The entries below are to be reproduced exactly, with their pictures omitted.
*** Opening of DATA ***
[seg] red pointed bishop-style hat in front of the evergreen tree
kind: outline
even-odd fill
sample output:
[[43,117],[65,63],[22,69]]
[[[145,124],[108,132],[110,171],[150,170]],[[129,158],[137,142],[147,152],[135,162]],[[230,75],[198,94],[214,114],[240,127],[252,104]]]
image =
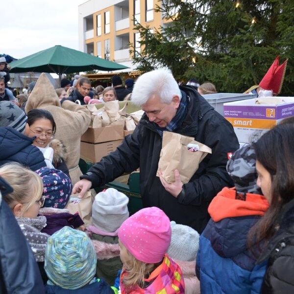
*** Close of DATA ***
- [REPLY TO THE TASK]
[seg] red pointed bishop-style hat in front of the evergreen tree
kind: outline
even-odd fill
sample output:
[[43,117],[65,63],[22,69]]
[[[145,124],[108,132],[110,171],[150,170]],[[129,158],[137,142],[147,152],[135,162]],[[230,75],[198,94],[214,114],[240,127],[252,104]]]
image =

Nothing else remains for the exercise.